### Activity
Give every entry again, unchanged, and leave its images out.

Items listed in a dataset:
——
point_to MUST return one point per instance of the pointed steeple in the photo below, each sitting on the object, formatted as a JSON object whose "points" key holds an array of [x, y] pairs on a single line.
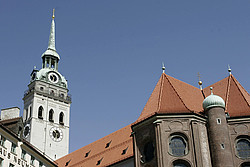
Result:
{"points": [[50, 56], [52, 42]]}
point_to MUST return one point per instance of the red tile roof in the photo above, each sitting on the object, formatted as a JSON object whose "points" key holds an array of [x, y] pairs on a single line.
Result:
{"points": [[236, 98], [120, 142], [172, 96]]}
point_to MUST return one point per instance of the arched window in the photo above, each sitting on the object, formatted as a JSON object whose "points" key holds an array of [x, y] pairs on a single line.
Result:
{"points": [[61, 118], [178, 145], [51, 114], [243, 147], [30, 111], [25, 114], [149, 151], [40, 112], [181, 163]]}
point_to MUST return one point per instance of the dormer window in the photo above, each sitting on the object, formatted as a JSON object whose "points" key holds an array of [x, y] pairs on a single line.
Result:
{"points": [[40, 112], [108, 144], [87, 154], [124, 151], [51, 114], [52, 92], [61, 118]]}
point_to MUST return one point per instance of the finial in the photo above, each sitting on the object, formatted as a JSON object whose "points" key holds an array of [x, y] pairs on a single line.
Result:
{"points": [[211, 89], [200, 82], [229, 70], [163, 67], [53, 16]]}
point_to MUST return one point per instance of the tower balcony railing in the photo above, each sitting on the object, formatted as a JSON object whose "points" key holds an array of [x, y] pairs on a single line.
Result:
{"points": [[49, 93]]}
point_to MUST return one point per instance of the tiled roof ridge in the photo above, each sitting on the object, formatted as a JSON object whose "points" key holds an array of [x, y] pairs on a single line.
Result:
{"points": [[100, 153], [118, 160], [98, 140], [143, 118], [177, 93], [237, 85], [9, 120]]}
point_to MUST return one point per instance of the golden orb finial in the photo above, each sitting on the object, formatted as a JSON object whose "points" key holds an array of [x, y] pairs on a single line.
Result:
{"points": [[200, 82]]}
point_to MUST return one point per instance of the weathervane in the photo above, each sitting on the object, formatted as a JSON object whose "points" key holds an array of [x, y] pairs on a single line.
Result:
{"points": [[229, 69], [200, 82], [163, 67], [211, 89]]}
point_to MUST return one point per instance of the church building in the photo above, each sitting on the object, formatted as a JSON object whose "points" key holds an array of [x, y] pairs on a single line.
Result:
{"points": [[47, 105], [180, 125]]}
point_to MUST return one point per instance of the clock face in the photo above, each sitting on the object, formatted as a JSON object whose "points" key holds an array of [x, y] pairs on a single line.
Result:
{"points": [[33, 77], [56, 134], [53, 77], [26, 130]]}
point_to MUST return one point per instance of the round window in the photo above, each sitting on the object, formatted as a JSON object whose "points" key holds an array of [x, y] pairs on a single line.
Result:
{"points": [[181, 163], [178, 146]]}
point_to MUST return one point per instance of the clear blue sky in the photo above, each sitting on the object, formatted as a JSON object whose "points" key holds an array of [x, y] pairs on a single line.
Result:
{"points": [[111, 52]]}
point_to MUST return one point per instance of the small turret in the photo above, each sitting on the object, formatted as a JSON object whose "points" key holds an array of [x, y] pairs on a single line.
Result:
{"points": [[219, 140]]}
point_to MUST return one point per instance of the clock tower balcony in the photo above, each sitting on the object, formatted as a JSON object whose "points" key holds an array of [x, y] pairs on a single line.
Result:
{"points": [[48, 93]]}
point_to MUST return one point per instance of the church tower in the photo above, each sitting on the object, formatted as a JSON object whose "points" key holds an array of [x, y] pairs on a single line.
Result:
{"points": [[47, 105]]}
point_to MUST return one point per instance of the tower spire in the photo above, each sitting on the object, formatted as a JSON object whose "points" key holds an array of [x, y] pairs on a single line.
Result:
{"points": [[52, 41]]}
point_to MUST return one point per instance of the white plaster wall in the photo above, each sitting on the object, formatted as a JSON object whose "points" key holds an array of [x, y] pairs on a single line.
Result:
{"points": [[40, 129]]}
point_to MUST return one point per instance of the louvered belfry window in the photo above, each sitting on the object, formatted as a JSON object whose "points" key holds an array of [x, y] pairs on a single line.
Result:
{"points": [[178, 146], [243, 148]]}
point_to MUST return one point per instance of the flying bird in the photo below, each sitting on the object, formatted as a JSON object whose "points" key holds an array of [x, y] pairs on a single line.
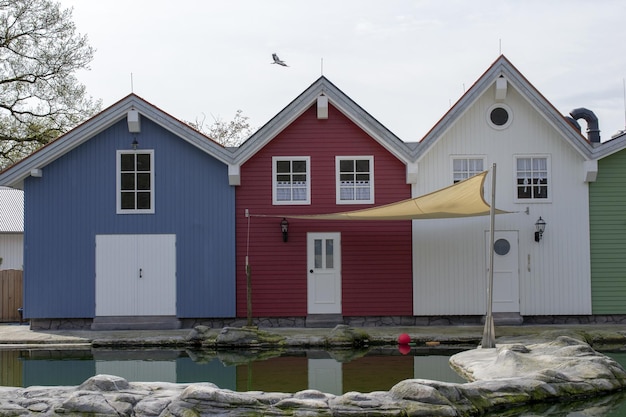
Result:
{"points": [[278, 61]]}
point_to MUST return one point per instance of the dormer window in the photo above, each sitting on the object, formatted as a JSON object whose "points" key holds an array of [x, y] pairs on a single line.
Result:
{"points": [[291, 183], [355, 179], [135, 182]]}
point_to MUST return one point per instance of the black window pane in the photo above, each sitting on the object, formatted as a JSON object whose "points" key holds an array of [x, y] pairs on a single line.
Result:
{"points": [[299, 166], [363, 165], [143, 162], [283, 166], [127, 162], [346, 166], [128, 201], [143, 181], [128, 181]]}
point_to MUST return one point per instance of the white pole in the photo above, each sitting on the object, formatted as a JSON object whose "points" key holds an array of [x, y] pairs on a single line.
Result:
{"points": [[489, 337]]}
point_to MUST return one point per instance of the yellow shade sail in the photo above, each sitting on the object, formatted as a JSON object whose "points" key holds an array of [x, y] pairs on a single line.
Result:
{"points": [[463, 199]]}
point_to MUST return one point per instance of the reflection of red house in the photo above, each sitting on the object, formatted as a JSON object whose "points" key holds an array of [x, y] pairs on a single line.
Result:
{"points": [[322, 154]]}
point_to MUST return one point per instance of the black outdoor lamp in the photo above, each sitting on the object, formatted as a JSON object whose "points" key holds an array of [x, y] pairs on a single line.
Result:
{"points": [[540, 227], [284, 227]]}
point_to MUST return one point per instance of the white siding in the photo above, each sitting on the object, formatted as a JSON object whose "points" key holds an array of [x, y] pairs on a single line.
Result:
{"points": [[12, 250], [450, 272]]}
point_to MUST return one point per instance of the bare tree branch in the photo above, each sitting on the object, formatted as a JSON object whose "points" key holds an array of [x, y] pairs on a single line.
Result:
{"points": [[40, 97]]}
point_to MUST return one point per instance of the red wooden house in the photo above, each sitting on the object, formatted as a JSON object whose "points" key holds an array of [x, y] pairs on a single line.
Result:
{"points": [[322, 154]]}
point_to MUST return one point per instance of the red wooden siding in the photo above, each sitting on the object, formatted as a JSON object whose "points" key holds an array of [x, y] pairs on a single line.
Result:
{"points": [[376, 255]]}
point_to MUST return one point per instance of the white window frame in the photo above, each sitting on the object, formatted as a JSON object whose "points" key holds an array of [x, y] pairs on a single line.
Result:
{"points": [[466, 173], [548, 177], [370, 186], [307, 199], [118, 173]]}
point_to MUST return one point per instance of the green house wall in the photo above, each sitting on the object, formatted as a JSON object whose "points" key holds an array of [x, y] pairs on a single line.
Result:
{"points": [[607, 199]]}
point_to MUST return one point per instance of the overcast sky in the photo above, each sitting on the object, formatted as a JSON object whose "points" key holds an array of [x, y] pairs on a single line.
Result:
{"points": [[404, 62]]}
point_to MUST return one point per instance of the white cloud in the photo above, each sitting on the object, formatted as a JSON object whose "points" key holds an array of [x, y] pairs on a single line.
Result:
{"points": [[403, 61]]}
——
### Solution to the problem
point_to MUST return one point per instance of the pointed steeple in the photo below, each sitting on the object, formatted as a JSON object whose "points" key holds an array of [x, y] pairs on a single line.
Result:
{"points": [[50, 56], [52, 42]]}
point_to MUST return one point per instance of the red tile roof in the photo above, each sitting on the object, formatted as a JSON object whose "points" key holds an array of [x, y] pairs on a single line.
Result:
{"points": [[236, 98], [120, 142], [172, 96]]}
point_to MUST return one point per instance of the arched window in the photo above, each sitting on the object, formatted as a JSON object whose "points" key holds an array of [x, y] pairs on a single line.
Result:
{"points": [[61, 118], [178, 145], [51, 114], [243, 147], [30, 111], [25, 114], [149, 151], [40, 112], [181, 163]]}
point_to MUST return one point per instance of the dormer window in the photo above, each sitting on the object, formatted as a JSON object whose "points" key holds an array of [x, y] pairs on a single line.
Result:
{"points": [[40, 112], [108, 144], [87, 154], [124, 151], [51, 114], [52, 92], [61, 118]]}
point_to MUST return one point per instance of the finial in the photo above, each sitting on the object, formatted as a JSON object whose "points" key holds an array of [x, y] pairs on a single line.
Result:
{"points": [[211, 89], [200, 82], [229, 70], [163, 67], [53, 16]]}
point_to MUST return one point per instance of the tower balcony railing in the photo above, each sitting on the object, formatted as a JSON object whose "points" key holds an array of [x, y] pairs on a single line.
Result:
{"points": [[49, 93]]}
point_to MUST return one point per instance of the tiled roof ridge in the photo above, each sitting on the object, formatted as a JSON object whose "points" key holds an array of [x, y] pairs on a single line.
Result:
{"points": [[100, 153], [118, 160], [98, 140], [143, 118], [177, 93], [237, 85], [9, 120]]}
point_to MUST return one point per instance of the golden orb finial in the photo above, each sitting on the object, formatted as a JSON object whose "points" key holds an array of [x, y] pairs on a single line.
Result:
{"points": [[200, 82]]}
point_to MUST return one point per instance of the weathervane in the photo above, each sitting on the object, formatted as a JSON object whose "points" key holds an array of [x, y] pairs on a single line.
Result:
{"points": [[229, 69], [200, 82], [163, 67], [211, 89]]}
point_to MUST return one point per instance of the church building in the photo above, each sitting on the object, formatted as a JSON object whose "points" key holds an array of [x, y] pairs on a single line.
Result:
{"points": [[47, 105], [180, 125]]}
point_to MUST return one point per instance of the clock face in the photo above, each sitting on the object, formatted as a JSON object whose "points" key holds an array of [x, y] pairs on a single line.
Result:
{"points": [[33, 77], [56, 134], [53, 77], [26, 130]]}
point_to MUST return one point per instance of the round window in the photo above, each sitting on the object, formatted as a JSON object whose "points" key holds an array of [x, y] pairs on a single line.
Result:
{"points": [[181, 163], [178, 146]]}
point_to MUST return one point per instance of the clear blue sky in the photo above, each sitting on the object, formatted as a JSON object whose "points" key holds an array of [x, y] pairs on a single line.
Result:
{"points": [[111, 52]]}
point_to MUST return one point per instance of the small turret in the photo above, each sitting on the object, formatted as a JSON object whose "points" key holds an array of [x, y] pairs on a single line.
Result:
{"points": [[219, 140]]}
point_to MUST return one point per instance of the clock tower balcony in the photo above, each sitting on the object, formatted as a JSON object whose "points" key holds an array of [x, y] pairs on a single line.
Result:
{"points": [[48, 93]]}
point_to MUST return one point per instance of the church tower in the photo above, each sitting on the object, formatted as a JSON object whose "points" key holds an array of [x, y] pairs on a single line.
Result:
{"points": [[47, 105]]}
point_to MUST return one point per instance of the tower spire in the photo above, each sitting on the object, formatted as a JSON object whose "points" key holds an array of [x, y] pairs on a single line.
Result:
{"points": [[52, 41]]}
point_to MUST return one point per instance of the white plaster wall in the photo above, each sitting on the object, formatted as a JSON object whose "points" key holds an array of [x, y] pairs on a single line.
Result:
{"points": [[40, 129]]}
point_to MUST return one point per instance of the louvered belfry window in the photo above, each sitting on the object, formatted as a JSON object whose "points" key holds an array of [x, y] pairs on a single line.
Result:
{"points": [[178, 146], [243, 148]]}
point_to MUST return one point per instance of the flying bird in the photo below, each sitting on the object, formatted as a JSON object whose "points" key holds an array of [x, y] pairs on a single line.
Result:
{"points": [[278, 61]]}
point_to MUST return one point per instance of the dormer window in the photo above, each sitting on the object, formatted as a JSON object whose "points" key holds an array of [x, y] pairs on a single line.
Result:
{"points": [[291, 183], [355, 179], [135, 182]]}
point_to MUST return one point per instance of the black window pane in the photo above, each sitting on the object, formatted as a JSON object whose "points" key holds an array of [x, y] pairs on a single line.
Result:
{"points": [[299, 166], [363, 165], [143, 162], [283, 166], [127, 162], [346, 166], [128, 201], [143, 181], [128, 181]]}
point_to MUST return one point per instance of the white pole in the photo above, each sitting on the object, formatted as a JSON object whose "points" key holds an array of [x, y] pairs on a single line.
Result:
{"points": [[489, 337]]}
point_to MUST return one point per instance of the yellow shade sail in the photo above, each sitting on the object, formatted as a JSON object whose "points" key holds an array of [x, y] pairs on a single line.
Result:
{"points": [[463, 199]]}
point_to MUST return one point per instance of the reflection of red house in the photo above, each sitting on the object, formatted as a JSON object whose "points" key holds an array of [x, y] pairs on a single line.
Result:
{"points": [[322, 154]]}
point_to MUST return one point per instance of the black outdoor lamp in the photo above, each sitting on the object, formatted as a JSON object whose "points" key holds an array of [x, y] pairs on a single line.
Result:
{"points": [[540, 227], [284, 227]]}
point_to MUST return one point per instance of the white siding in the photo above, each sitting on the object, formatted as a JSON object whose "points" key holds an array of [x, y] pairs on a single line.
Result:
{"points": [[12, 250], [450, 272]]}
point_to MUST return one point per instance of the bare tree branch in the photo above, each sitting on the object, formatted as a JSON object whose "points" key holds an array of [x, y] pairs on a single line.
Result:
{"points": [[40, 97]]}
point_to MUST return one point per instance of the red wooden house in the photo above, each sitting on the object, formatted as a JSON object whose "points" key holds an array of [x, y] pairs on a single line.
Result:
{"points": [[322, 154]]}
point_to MUST return one point per instance of the red wooden siding in the photo above, each sitting on the object, formatted as a JSON object whose "points" key holds an array of [x, y] pairs on a single line.
Result:
{"points": [[376, 255]]}
point_to MUST return one point per instance of the white window frame in the photo above, each sitting on the object, formatted as a JSON object whose "points" key holds an array of [x, y] pairs on a single line.
Result:
{"points": [[466, 173], [548, 177], [370, 186], [307, 199], [118, 173]]}
point_to MUST return one point per instance of the green house wall in the photo above, each sitting on the object, formatted as a JSON object whose "points" key holds an array of [x, y] pairs on a single line.
Result:
{"points": [[607, 199]]}
point_to MUST return one point per instance of the overcast sky in the photo above, each sitting on the object, formatted as a JSON object whose "points" key holds an array of [x, y] pairs on a single line.
Result:
{"points": [[404, 62]]}
point_to MUST return one point per instance of the white cloud in the photo above, each sitting on the object, formatted as a JSON object whose "points" key holds an array of [x, y] pairs on a single line.
Result:
{"points": [[403, 61]]}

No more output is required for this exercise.